====== Exercise material ======

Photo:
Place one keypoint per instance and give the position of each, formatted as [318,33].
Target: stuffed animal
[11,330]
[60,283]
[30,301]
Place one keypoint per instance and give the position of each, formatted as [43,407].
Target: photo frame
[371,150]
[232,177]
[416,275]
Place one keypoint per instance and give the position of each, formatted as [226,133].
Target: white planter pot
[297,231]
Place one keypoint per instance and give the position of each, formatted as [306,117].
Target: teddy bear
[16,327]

======

__Task objective__:
Copy out exactly the lines from the line with "formatted as [43,407]." to the end of the listing, including both of those lines, and give nothing else.

__Output for this exercise__:
Place one keypoint per instance and give the position of each, formatted as [43,407].
Target: photo frame
[371,150]
[232,177]
[416,275]
Place one keypoint per instance and give the position of each, formatted as [226,133].
Target: white planter pot
[297,231]
Place one keypoint per instance and give the position of each, formatted as [306,117].
Target: teddy bear
[16,327]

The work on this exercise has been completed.